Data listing
┌────────
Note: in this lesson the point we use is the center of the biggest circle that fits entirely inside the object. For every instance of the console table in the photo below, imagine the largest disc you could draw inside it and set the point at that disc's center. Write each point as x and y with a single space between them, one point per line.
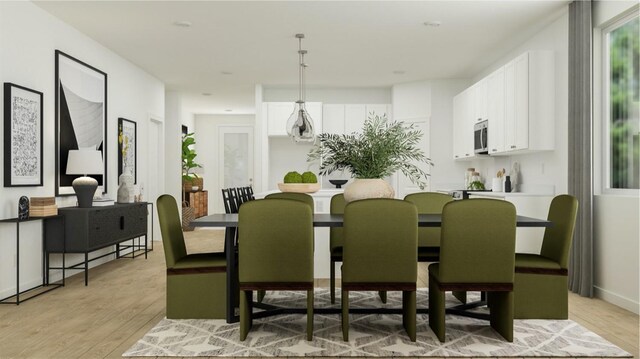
46 221
84 230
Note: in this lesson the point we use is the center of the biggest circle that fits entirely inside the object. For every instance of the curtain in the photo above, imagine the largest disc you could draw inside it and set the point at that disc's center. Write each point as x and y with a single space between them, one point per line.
580 145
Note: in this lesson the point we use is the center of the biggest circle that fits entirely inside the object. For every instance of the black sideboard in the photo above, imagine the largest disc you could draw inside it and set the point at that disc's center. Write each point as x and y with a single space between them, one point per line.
85 230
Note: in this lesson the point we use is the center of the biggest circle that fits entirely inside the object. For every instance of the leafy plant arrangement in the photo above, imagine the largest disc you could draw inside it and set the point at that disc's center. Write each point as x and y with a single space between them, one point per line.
382 149
188 158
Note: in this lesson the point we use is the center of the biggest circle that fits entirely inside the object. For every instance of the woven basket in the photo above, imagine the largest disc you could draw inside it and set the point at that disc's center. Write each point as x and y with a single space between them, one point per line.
188 215
187 186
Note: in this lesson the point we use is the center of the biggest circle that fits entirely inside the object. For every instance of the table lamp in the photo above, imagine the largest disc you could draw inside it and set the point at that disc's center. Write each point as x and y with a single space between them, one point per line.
84 162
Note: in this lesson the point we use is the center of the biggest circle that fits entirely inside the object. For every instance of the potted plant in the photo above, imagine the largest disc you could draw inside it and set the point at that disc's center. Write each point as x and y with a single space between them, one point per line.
382 149
189 179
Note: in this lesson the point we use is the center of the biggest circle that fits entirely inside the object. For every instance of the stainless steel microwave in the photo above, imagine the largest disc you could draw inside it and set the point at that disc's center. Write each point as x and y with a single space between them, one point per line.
480 137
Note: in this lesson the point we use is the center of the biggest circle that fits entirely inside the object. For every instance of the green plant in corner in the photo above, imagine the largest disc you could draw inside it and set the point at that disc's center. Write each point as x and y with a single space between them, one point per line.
382 149
188 158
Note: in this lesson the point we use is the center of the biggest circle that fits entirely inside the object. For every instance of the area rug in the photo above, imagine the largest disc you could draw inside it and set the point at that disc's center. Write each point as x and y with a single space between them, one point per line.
371 335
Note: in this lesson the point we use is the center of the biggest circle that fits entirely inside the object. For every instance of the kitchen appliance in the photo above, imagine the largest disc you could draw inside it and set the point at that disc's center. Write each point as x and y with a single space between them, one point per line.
480 137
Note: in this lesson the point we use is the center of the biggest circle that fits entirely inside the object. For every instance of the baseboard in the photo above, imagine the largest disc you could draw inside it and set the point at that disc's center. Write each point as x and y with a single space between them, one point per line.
616 299
24 285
└────────
» **REQUIRED TASK**: Give back the lines above exactly, from the one with "of the baseboard" through the last line.

» **SOLUTION TO THE EXERCISE**:
Note: in this lesson the point we use is the center of the biggest circle that fits entirely inside the object. For every instance of the baseboard in the photo above, imagine the largest disc you could draw inside it and set the point at that disc's center. Write each point as x and y with a single space between them, one point per line.
616 299
24 285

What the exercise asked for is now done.